Task inputs:
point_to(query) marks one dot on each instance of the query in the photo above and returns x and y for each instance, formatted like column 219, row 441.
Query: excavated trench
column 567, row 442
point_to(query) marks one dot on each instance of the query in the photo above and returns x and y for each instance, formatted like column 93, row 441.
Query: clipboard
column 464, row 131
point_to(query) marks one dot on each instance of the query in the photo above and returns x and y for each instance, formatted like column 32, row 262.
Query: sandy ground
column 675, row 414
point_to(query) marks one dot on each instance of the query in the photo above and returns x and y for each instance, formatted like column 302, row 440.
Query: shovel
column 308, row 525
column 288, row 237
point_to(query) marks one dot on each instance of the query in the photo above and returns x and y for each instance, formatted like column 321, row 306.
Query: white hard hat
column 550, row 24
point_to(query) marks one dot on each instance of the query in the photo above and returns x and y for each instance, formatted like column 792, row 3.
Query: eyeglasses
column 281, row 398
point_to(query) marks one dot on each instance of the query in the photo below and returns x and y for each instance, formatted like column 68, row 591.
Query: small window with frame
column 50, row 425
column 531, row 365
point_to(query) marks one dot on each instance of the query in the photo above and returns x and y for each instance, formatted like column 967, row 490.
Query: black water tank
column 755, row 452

Your objective: Output every line of the records above as a JSON list of strings, one string per line, with blank lines omitted.

Exercise answer:
[
  "point_to(query) marks one dot on each instance of the query in the photo above and returns x and y for each instance, formatted like column 219, row 441.",
  "Query: excavated trench",
  "column 567, row 442",
  "point_to(query) marks one dot on each instance of the query in the photo above and returns x and y for each instance, formatted like column 93, row 441.",
  "Query: clipboard",
  "column 464, row 131",
  "point_to(query) marks one dot on each instance of the query in the photo above and returns x and y for each instance, formatted like column 32, row 262.",
  "Query: sandy ground",
  "column 675, row 414",
  "point_to(query) marks one dot on each instance of the query in the photo above and returns x and y for each instance, formatted like column 302, row 440.",
  "Query: shovel",
  "column 308, row 525",
  "column 288, row 237",
  "point_to(query) marks one dot on each instance of the query in the photo above and returns x and y for each instance, formatted like column 321, row 306.",
  "Query: white hard hat",
  "column 550, row 24",
  "point_to(query) marks one dot on each instance of the query in the photo above and returns x and y for each instance, formatted like column 792, row 3.",
  "Query: eyeglasses",
  "column 281, row 398",
  "point_to(query) marks one dot on each instance of the query in the photo below and returns x and y for each instance, formatted like column 68, row 591.",
  "Query: small window with frame",
  "column 50, row 425",
  "column 531, row 365",
  "point_to(query) marks one dot on each instance of the query in the photo above and returns x and y for each instance, formatted like column 967, row 490.",
  "Query: black water tank",
  "column 755, row 452"
]